Il 6 febbraio, ieri, El Chaba ne avrebbe compiuti 50. Avrebbe, se solo avesse potuto…
Sei dicembre 2003, una mattina come tante alla clinica San Miguel di Madrid. Anzi, no, perché per José Maria Jimenez i giorni non sono tutti uguali. Non lo sono più, da quando quella maledetta piovra non lo ha avvolto con le sue spire. “El Chaba”, il selvaggio, è ricoverato da tempo per combattere contro la depressione, che non lo lascia un attimo e che due anni prima lo ha portato al ritiro anticipato, in una fredda mattina di febbraio.
Si era vestito di tutto punto, guanti, passamontagna, la bici bella lustra in garage. Doveva solo uscire: «Magari mi siedo un attimo sul divano» e quell’attimo fu lungo ore, affrontando una paura mai incontrata prima. Ancora più terribile, perché non ne riusciva a trovare la ragione. Alla fine chiamò il suo ds, Eusebio Unsué: «Perdonami, la mia carriera finisce qui».

* [Sezione dati]:

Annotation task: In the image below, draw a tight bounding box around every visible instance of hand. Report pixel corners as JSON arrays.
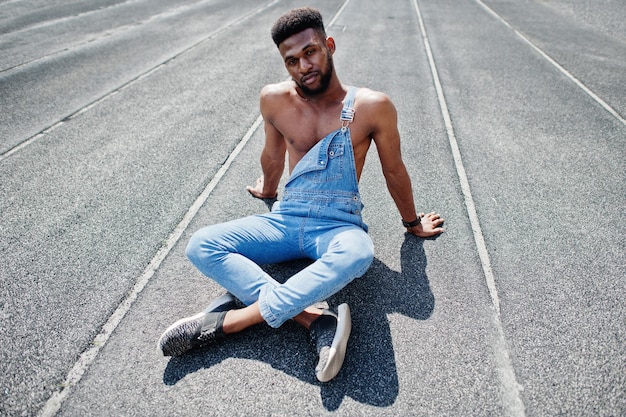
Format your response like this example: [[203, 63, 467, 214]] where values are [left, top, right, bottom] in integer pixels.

* [Il problema]: Cita parola per parola dal brano su José Maria Jimenez il passo che va da «Il 6 febbraio, ieri, El» fino a «mattina di febbraio.» compreso.

* [Soluzione dell'esercizio]:
Il 6 febbraio, ieri, El Chaba ne avrebbe compiuti 50. Avrebbe, se solo avesse potuto…
Sei dicembre 2003, una mattina come tante alla clinica San Miguel di Madrid. Anzi, no, perché per José Maria Jimenez i giorni non sono tutti uguali. Non lo sono più, da quando quella maledetta piovra non lo ha avvolto con le sue spire. “El Chaba”, il selvaggio, è ricoverato da tempo per combattere contro la depressione, che non lo lascia un attimo e che due anni prima lo ha portato al ritiro anticipato, in una fredda mattina di febbraio.